◆ **What to work on**
Only the lines from the one that contains "Target: rope swing" through the last line of the records should appear, each printed exactly as it is.

◆ **Data extract**
####
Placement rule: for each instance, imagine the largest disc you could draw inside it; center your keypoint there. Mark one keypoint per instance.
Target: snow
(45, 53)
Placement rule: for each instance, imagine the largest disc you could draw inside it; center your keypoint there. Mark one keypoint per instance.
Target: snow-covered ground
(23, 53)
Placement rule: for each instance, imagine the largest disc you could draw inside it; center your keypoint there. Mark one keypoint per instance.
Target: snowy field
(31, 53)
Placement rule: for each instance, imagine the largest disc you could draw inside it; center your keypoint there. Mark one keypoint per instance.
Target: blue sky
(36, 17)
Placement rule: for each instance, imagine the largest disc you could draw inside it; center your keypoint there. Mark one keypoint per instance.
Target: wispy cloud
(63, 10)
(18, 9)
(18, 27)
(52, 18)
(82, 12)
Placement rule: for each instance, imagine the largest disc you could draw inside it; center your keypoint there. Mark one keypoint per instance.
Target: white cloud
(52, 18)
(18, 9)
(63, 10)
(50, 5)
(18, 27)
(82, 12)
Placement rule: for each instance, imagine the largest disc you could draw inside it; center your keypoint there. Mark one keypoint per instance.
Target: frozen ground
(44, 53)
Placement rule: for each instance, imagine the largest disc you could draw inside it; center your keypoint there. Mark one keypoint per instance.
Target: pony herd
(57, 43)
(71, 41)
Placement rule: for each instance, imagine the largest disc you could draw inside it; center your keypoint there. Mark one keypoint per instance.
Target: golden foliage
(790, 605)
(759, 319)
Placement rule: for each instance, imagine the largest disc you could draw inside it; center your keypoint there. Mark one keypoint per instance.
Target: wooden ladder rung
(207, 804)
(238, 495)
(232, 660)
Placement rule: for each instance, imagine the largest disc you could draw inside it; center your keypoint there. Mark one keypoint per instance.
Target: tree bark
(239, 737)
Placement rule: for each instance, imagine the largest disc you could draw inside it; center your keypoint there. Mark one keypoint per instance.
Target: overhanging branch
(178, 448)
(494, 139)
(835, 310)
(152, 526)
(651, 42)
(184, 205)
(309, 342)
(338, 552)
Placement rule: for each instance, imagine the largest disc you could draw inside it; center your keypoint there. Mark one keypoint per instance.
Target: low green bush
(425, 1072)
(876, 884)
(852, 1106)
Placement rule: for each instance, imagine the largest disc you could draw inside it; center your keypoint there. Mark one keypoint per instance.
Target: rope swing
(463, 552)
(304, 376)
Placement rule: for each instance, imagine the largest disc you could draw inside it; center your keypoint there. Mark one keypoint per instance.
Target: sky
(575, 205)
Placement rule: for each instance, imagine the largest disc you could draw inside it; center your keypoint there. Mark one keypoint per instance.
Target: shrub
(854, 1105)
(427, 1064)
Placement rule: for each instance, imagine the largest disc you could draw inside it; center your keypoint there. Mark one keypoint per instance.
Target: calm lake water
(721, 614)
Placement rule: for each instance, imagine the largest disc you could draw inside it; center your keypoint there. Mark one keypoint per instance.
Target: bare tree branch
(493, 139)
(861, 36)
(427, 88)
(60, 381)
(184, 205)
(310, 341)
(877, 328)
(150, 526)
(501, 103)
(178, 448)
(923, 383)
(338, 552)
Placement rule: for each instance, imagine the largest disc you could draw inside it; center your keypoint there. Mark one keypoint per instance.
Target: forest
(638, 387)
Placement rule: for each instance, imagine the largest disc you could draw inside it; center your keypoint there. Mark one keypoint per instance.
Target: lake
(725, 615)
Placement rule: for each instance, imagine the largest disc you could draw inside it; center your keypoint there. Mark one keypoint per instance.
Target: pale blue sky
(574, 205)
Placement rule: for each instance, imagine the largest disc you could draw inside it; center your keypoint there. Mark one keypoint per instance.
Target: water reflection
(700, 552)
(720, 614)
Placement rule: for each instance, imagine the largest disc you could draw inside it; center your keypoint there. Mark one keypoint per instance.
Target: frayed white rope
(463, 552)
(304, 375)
####
◆ **Result of the exercise**
Target: rope swing
(463, 552)
(304, 376)
Placement rule: for each instance, imagine the largest disc you could draw inside it; center your keypoint there. Mark one keypoint per instance.
Target: sky
(575, 205)
Placement rule: for each instance, imagine the largest disc you could draw inside it; center your keypoint there. Mark one keypoint per instance.
Target: shrub
(854, 1105)
(427, 1064)
Placement rule: for each instance, imagine the largest disc you could draw inside it; center your keypoint there. Mark one keypoint per instance.
Target: calm lake water
(721, 614)
Placement rule: for each instance, imagine the largest disc you could draw inside it; center your keypoint there. Mark one keypoint per instance.
Target: bare tree branch
(493, 139)
(861, 36)
(427, 88)
(60, 381)
(184, 205)
(310, 341)
(877, 328)
(150, 526)
(501, 103)
(178, 448)
(923, 383)
(338, 552)
Placement rule: for each instance, imagine the largest disc you could draw inside it; center your keypoint there. Mark one keypoint per instance.
Target: forest
(638, 387)
Placement rule: for each instance, imagine the largest disc you could draw inside it; center your keypoint there. Mark one keypoint per instance.
Target: lake
(725, 615)
Placement rule: for each instance, imagine the largest disc you could draw inside it; center your keypoint there. Mark one keypoint per instance.
Target: pale blue sky
(574, 205)
Placement rule: for each instance, imagine the largest disc you could draw inside it; center your keypoint there. Mark one keypoint per instance.
Target: water reflection
(700, 552)
(720, 614)
Placement rule: for each instance, imagine the largest disc you could draw inside it; center your keypoint there. Mark one keypoint per instance.
Target: frayed white rope
(463, 552)
(304, 375)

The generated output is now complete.